*** SUPPLIED DATA Section Begins ***

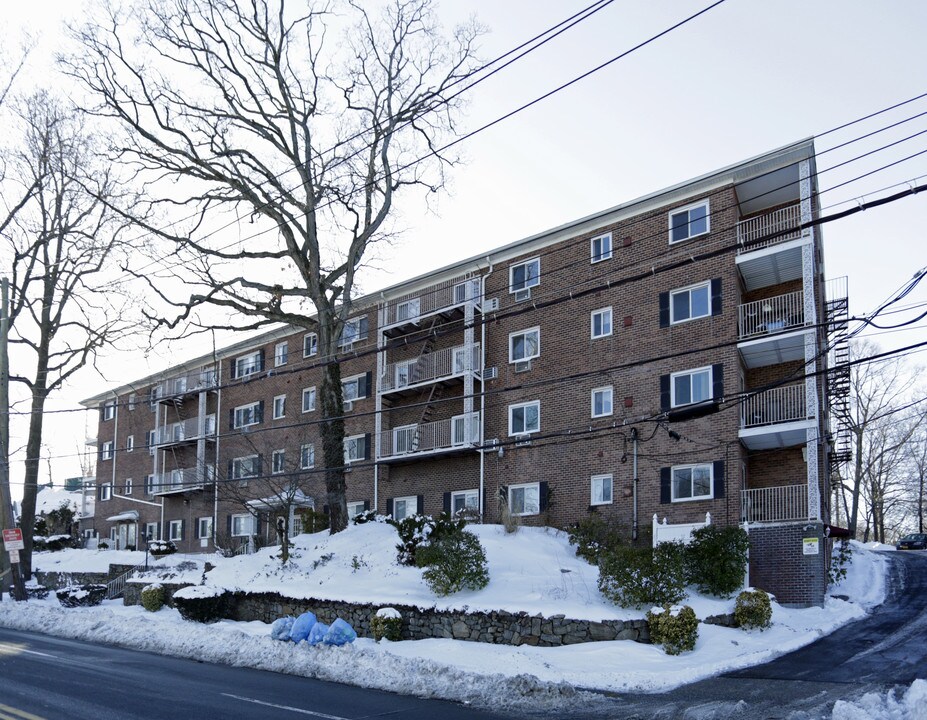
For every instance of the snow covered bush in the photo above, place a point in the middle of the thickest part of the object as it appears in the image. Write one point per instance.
(386, 623)
(717, 559)
(675, 628)
(634, 576)
(153, 597)
(452, 562)
(85, 595)
(753, 610)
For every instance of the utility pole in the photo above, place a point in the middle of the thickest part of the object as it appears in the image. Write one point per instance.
(6, 500)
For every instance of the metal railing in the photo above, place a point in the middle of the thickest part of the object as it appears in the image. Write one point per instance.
(774, 314)
(455, 432)
(437, 365)
(774, 504)
(779, 405)
(750, 231)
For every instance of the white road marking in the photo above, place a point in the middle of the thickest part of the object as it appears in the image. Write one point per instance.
(286, 707)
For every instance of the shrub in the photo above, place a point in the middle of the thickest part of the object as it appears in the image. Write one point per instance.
(452, 562)
(153, 597)
(717, 559)
(634, 577)
(386, 623)
(676, 629)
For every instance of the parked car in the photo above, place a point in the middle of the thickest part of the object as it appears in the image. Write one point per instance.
(914, 541)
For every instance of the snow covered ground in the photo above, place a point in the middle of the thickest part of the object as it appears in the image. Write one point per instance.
(535, 570)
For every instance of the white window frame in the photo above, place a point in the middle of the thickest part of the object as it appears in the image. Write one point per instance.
(524, 406)
(607, 395)
(310, 344)
(527, 509)
(309, 393)
(603, 315)
(529, 281)
(604, 242)
(690, 374)
(279, 407)
(281, 353)
(688, 209)
(688, 291)
(597, 484)
(524, 334)
(690, 468)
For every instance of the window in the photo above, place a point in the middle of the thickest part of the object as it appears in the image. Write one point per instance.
(281, 350)
(601, 247)
(524, 418)
(690, 303)
(525, 345)
(525, 275)
(310, 344)
(246, 415)
(692, 386)
(692, 482)
(175, 530)
(307, 456)
(404, 507)
(602, 402)
(242, 525)
(279, 407)
(601, 490)
(601, 323)
(525, 499)
(689, 222)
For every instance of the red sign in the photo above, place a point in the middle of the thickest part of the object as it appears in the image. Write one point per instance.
(13, 539)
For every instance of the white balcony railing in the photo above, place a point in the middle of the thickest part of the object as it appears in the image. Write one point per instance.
(775, 504)
(449, 294)
(750, 233)
(437, 365)
(184, 479)
(456, 432)
(184, 431)
(775, 314)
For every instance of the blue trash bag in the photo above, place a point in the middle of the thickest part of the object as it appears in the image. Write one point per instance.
(302, 627)
(340, 633)
(280, 629)
(317, 634)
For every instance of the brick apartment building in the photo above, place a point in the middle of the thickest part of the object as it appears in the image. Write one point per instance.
(685, 334)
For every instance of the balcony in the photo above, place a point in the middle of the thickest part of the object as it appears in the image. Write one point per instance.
(772, 331)
(185, 431)
(183, 480)
(764, 260)
(410, 441)
(445, 300)
(775, 504)
(444, 366)
(775, 418)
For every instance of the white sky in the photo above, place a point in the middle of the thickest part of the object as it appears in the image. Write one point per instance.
(742, 79)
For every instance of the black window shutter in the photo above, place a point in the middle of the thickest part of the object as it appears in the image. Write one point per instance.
(716, 296)
(717, 379)
(664, 393)
(666, 491)
(719, 478)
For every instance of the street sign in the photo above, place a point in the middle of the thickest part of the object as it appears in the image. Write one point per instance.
(13, 540)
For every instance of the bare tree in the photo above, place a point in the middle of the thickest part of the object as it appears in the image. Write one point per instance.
(252, 109)
(60, 247)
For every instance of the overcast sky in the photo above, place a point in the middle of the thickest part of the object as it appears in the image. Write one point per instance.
(742, 79)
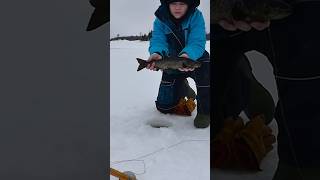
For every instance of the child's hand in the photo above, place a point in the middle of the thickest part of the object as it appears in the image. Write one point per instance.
(185, 69)
(244, 26)
(153, 57)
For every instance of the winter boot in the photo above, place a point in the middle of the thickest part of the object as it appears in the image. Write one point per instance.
(189, 92)
(202, 120)
(184, 107)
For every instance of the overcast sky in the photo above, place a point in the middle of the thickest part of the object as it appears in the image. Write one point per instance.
(130, 17)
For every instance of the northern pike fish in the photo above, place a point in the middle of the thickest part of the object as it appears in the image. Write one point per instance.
(169, 63)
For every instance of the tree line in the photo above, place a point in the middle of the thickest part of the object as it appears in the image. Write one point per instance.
(141, 37)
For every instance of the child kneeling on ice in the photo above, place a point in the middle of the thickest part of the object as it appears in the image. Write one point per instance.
(179, 30)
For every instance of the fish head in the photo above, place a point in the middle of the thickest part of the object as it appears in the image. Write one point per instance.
(191, 64)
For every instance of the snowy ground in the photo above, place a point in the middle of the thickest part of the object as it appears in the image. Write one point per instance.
(180, 152)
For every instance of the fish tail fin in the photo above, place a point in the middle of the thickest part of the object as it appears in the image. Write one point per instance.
(142, 64)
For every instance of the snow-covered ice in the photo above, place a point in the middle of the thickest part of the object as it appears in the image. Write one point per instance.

*** SUPPLIED DATA Section Ends ***

ACTION ITEM:
Can you retype every record above exactly, leaving out the pictures?

EXERCISE RESPONSE:
For every instance of the snow covered bush in the photo above, place a point in the middle of the thickest part of the object as it appears in the image. Write one point per instance.
(386, 623)
(717, 559)
(675, 628)
(634, 576)
(153, 597)
(452, 562)
(85, 595)
(753, 610)
For every instance of the utility pole in the photo above, place a point in the middle of the thickest part of the object as it appears in the image. Write one point per instance.
(6, 500)
For every instance of the metal railing in the photo above, place a point in the middle of the thickest part of the object as it appears in the image. Write one point per instance.
(774, 314)
(455, 432)
(437, 365)
(774, 504)
(779, 405)
(750, 231)
For every instance of the white road marking in the photo above, place a point in the middle of the thickest part of the object as it appears in the image. Write one point per instance.
(286, 707)
For every instance of the shrub in the photo above, place a point in the middle of the thickest part of the object as it appears in the image. Write one point per instance.
(452, 562)
(153, 597)
(717, 559)
(634, 577)
(386, 623)
(676, 629)
For every instance of the parked car in the photo above, place a point in the middle of the thickest part of the object as it appears in the image. Write one point per instance.
(914, 541)
For every instance of the snow covered ground in the photo above, place a point in the middle of the thickest part of the object as it appears in the image. Write one point per instance.
(535, 570)
For every instance of the white window frame in the photo above, place a point in the middle of the thickest part of the object as it appears in the image. Write one point per instance.
(524, 406)
(607, 395)
(310, 344)
(527, 509)
(309, 393)
(603, 315)
(529, 281)
(604, 242)
(690, 374)
(279, 407)
(281, 353)
(688, 209)
(688, 291)
(597, 484)
(524, 334)
(690, 468)
For every instance of the window in the photo above, place a point in the middle of the thickest part of the object as it appears in the image. Write one point per instance.
(281, 350)
(601, 247)
(524, 418)
(690, 303)
(525, 345)
(525, 275)
(310, 344)
(246, 415)
(692, 386)
(692, 482)
(175, 530)
(307, 456)
(404, 507)
(602, 402)
(242, 525)
(279, 407)
(601, 490)
(601, 323)
(525, 499)
(689, 222)
For every instance of the red sign in the photo above, place a point in the middle of the thickest part of the object as it appears in the image. Write one point per instance.
(13, 539)
For every instance of the white balcony railing in the photo above, place a point in the middle of the thickest part of the object as it appears in the image. Write one point per instance.
(775, 504)
(449, 294)
(750, 233)
(437, 365)
(184, 479)
(456, 432)
(184, 431)
(775, 314)
For every instance of the blue trash bag in the photo above, place a point in the middle of the thickest part of the object as it appears in the image. Write one point per instance.
(302, 627)
(340, 633)
(280, 629)
(317, 634)
For every instance of the brick apartment building in the photo above, place a point in the middle of the thickest part of the object as it appears in the image. Write one point per instance.
(685, 334)
For every instance of the balcony in the photo above, place a point in the middle of the thickest part of the object as it appears in the image. Write one point per instance.
(772, 331)
(185, 431)
(183, 480)
(764, 260)
(410, 441)
(445, 300)
(775, 504)
(444, 366)
(775, 418)
For every instance of the white sky in the photo above, place a point in the middle of the thickest part of the object as it appears in the image. Write one point per instance.
(742, 79)
For every instance of the black window shutter in the photo above, place a point in the middle of the thickest part of the object as it appears in the image. Write one point per instance.
(716, 296)
(717, 379)
(664, 393)
(666, 491)
(719, 478)
For every instance of the street sign in the photo above, place a point in the middle of the thickest part of the object as it appears in the image. Write one point per instance.
(13, 540)
For every instance of the bare tree in the photo above, place a point in the middle of the thickest part of the object as it appears in the image. Write one point per instance.
(252, 109)
(60, 247)
For every instance of the overcast sky in the photo above, place a point in the middle of the thickest part of the object as it appears in the image. Write one point per instance.
(742, 79)
For every instance of the child's hand in the photo above, place a point in the middle of the thickest part of the object as it appears in the image. Write one point per instance.
(185, 69)
(244, 26)
(153, 57)
For every instance of the winter boot in the photo above, place a point in the middle of the thickest part of the object as it appears in the image. Write one point per instance.
(189, 92)
(202, 120)
(184, 107)
For every instance of the overcast sky in the photo above, place a point in the middle of the thickest part of the object as it appears in the image. Write one point per instance.
(130, 17)
For every instance of the northern pike fish in the photo above, place a point in the middle of the thickest part of the object as it appears in the image. Write one point per instance.
(169, 63)
For every instance of the tree line in the photo above, place a point in the middle of the thickest part of the object as it appears in the image. Write one point per instance.
(141, 37)
For every instance of the child kneeling on ice in the photo above, place a point in the middle of the thickest part of the object as it appears in the image. Write one point per instance.
(179, 30)
For every instance of the fish head in the photo above, place a point in the middle of the thickest part of the object as it appears in the image. Write one point per instance.
(191, 64)
For every instance of the snowy ground in the photo above, place a point in the middle of the thickest part of the object as it appears in the image. Write one point per instance.
(180, 152)
For every instance of the fish tail fin in the photo above, place a point in the middle of the thickest part of the object as it appears in the image. Write one point per instance.
(142, 64)
For every instance of the snow-covered ice in the photo above, place a point in the middle of the thickest part of the object as it appears in the image. Write one point per instance.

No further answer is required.